Charlie: Well, he brought me in there, so at that point, all bets are off.
Bard: True enough. And he wasn’t exactly hating it along the way, clearly. I was really pleased with how he was getting into the pleasure of being worshipped.
Charlie: I think he may have smacked me around when I resisted a little.
Bard: This is true. But even when he snaps you up in a bearhug early on and you’re sort of resisting and pushing back, and I’m thinking I’m not reading into it, that you’re enjoying the feel of his pecs in your hands. Would that be fair to say?
Charlie: Uh, they were pretty good pecs (laughing).
Bard: (laughing) And then, my favorite moments from the match have to be you in those standing headscissors. In which case your hands aren’t stopping moving the entire time, up and down his legs.
Charlie: And funny thing is, if he told me to do that, I probably didn’t hear, because my head was being crushed between those steel thighs.
Bard: It looked like it!
Charlie: So that was all me getting touchy feely.
Bard: I was a little worried about your neck in the face-to-crotch, the upside down standing headscissors. I was thinking, that can’t be comfortable, and he had you hanging there for quite a while.
Charlie: Well, I’m very bendy.
Bard: Which would come in handy.
Charlie: It definitely helps. But it was like being in a steel vise.

RECORD EXTRACTS:

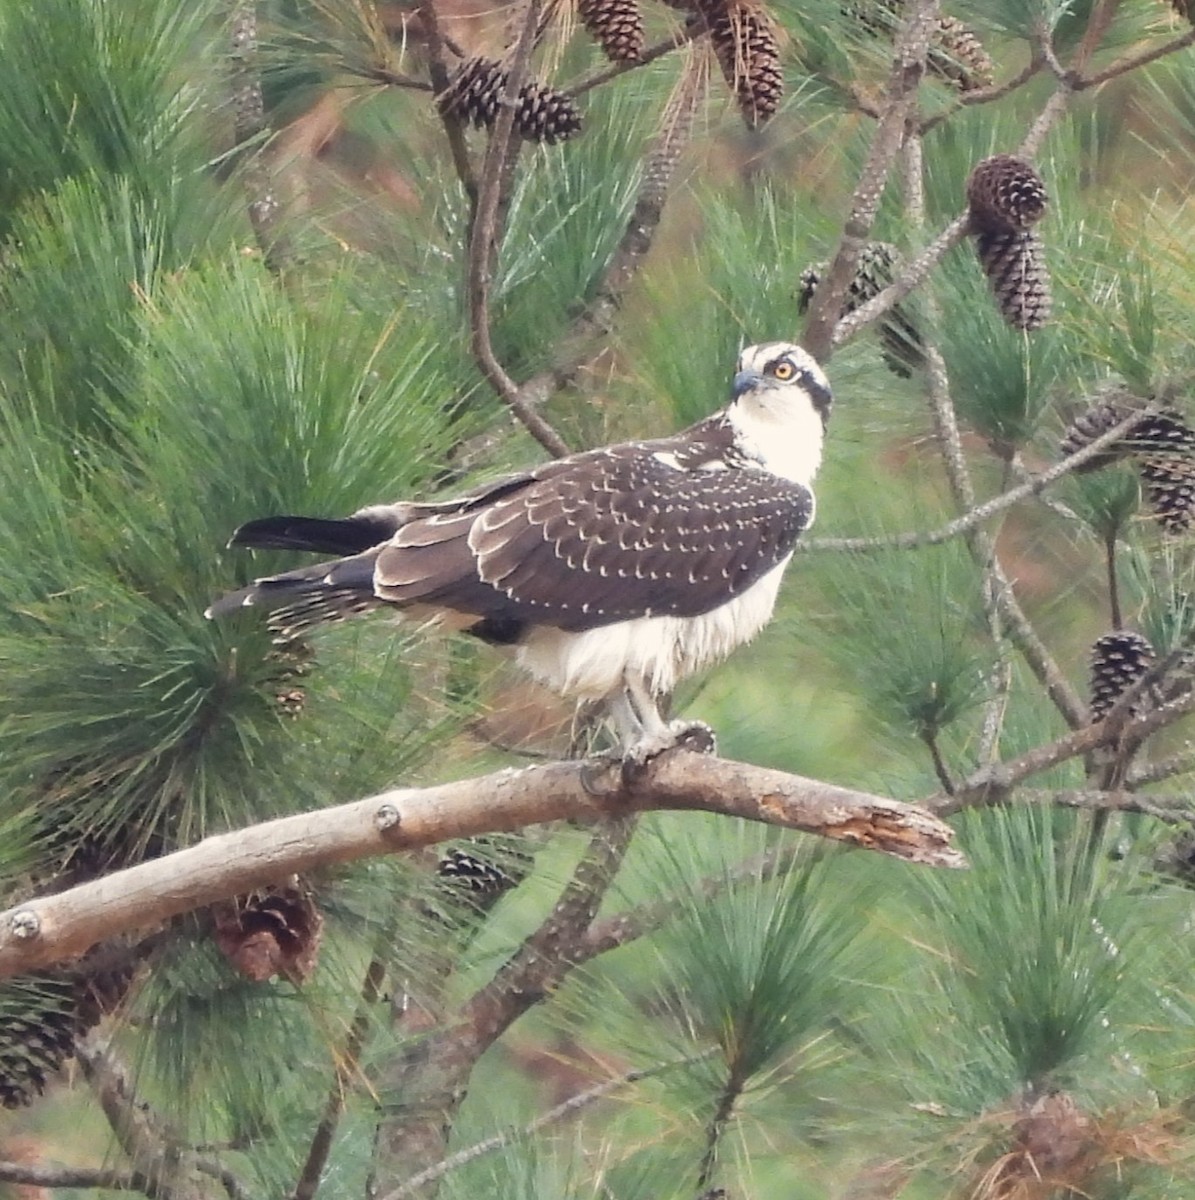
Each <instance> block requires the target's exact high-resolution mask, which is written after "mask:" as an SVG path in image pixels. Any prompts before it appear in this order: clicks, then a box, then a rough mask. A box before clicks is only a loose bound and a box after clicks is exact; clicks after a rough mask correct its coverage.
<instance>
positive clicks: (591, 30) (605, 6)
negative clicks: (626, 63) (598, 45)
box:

PROBLEMS TO SOLVE:
1 > Judge whether each statement below agrees with the wrestling interview, answering yes or no and quoting the words from the wrestling interview that decide it.
(a) Bard was concerned about Charlie's neck during the upside-down standing headscissors.
(b) Charlie describes himself as not very flexible.
(c) Bard names the early bearhug as his favorite part of the match.
2 > Carry on the wrestling interview from its final line.

ANSWERS FOR THE TASKS:
1 >
(a) Yes: "I was a little worried about your neck in the face-to-crotch, the upside down standing headscissors."
(b) No: "Well, I’m very bendy."
(c) No: "my favorite moments from the match have to be you in those standing headscissors."

2 >
Bard: So we’ve done smell, sound, touch. Now, I didn’t know, but my sense was that there are several moments when he’s shoving your face into his muscles, biceps, chest, lots of that. And I don’t have a great camera angle on it, because, trust me, I was pausing, reversing, pausing reversing, that kind of thing, but my sense was that you might have gotten a little bit of a taste. Can you say anything about that? What does Steel Muscle God taste like?
Charlie: Oh, boy, yeah, my face was shoved pretty much all over.
Bard: It was!
Charlie: You know, I’m probably going to let the viewers’ imagination run with that.
Bard: Oh, no! Denied!
Charlie: (laughing) Sorry. You know, he might have different tastes for every part of his body, is all I’ll say.
Bard: Oh!? That’s a little provocative. All right, I’ll take it. And then finally the sight. He is just a pretty, pretty man. And like I said, you pretty much had a close up on every single angle of him. Anything you can say about the sight of him? What it is to take in the sight of him that close?
Charlie: Well, first, one of my biggest advantages that I think I bring to the table in a match, is that I make anybody look pretty damn good next to me.
Bard: (laughing) Really!?
Charlie: Yeah, his size, his muscles, I’m guessing everything looked even more impressive next to little me.
Charlie: And then up close and personal, he’s not somebody you’d want to pick a fight with in a bar or on a wrestling mat or pretty much anywhere, because you’re probably going to get your ass kicked. And up close and personal, that’s just an inescapable fact.
Bard: I hear that. So, in that last face-to-crotch, the bendy-required move near the end there, I was just trying to picture as I was reviewing that for the blog, and I was thinking you’re looking up. Your head is between his thighs. Great position. So his crotch is right in your face. He’s got sensational abs, big, round, hard pecs, and he was staring down at you, insisting that you look up at him. What was that sight like?
Charlie: Well you pretty much just nailed it.
Bard: (laughing) I’ve placed myself sufficiently in the moment?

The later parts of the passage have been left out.